■ **TASK REQUIREMENTS**: Return each of the rows below word for word, omitting the pictures.

■ **DATA SUPPLIED**:
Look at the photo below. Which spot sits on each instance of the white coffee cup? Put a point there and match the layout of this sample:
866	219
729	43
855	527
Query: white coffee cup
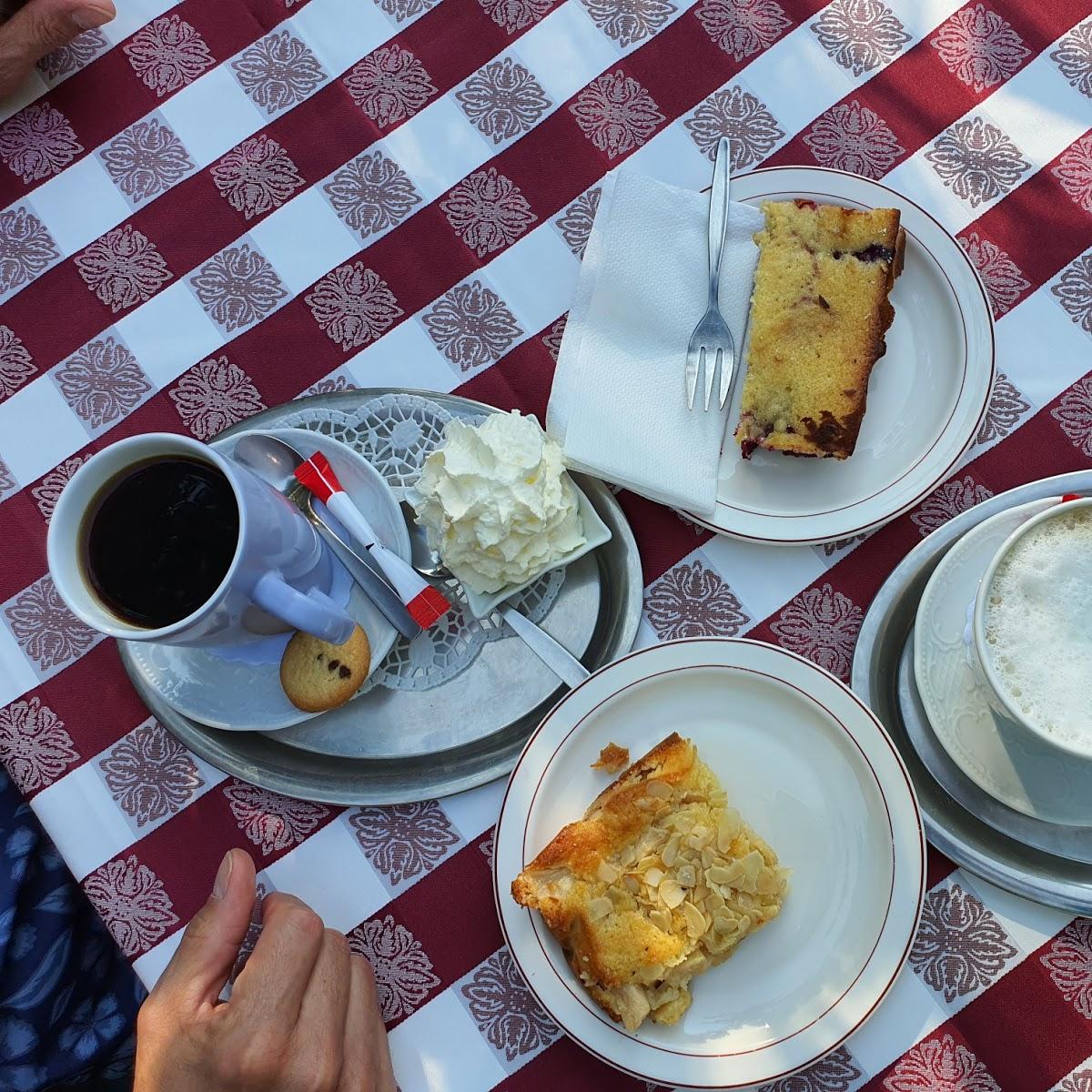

■ **WRITTEN RESPONSE**:
Look at the photo below. Which spot sits on each instance of the white coffee cup? Put a point there and match the layout of this sample:
866	219
729	43
855	527
Query: white coffee cup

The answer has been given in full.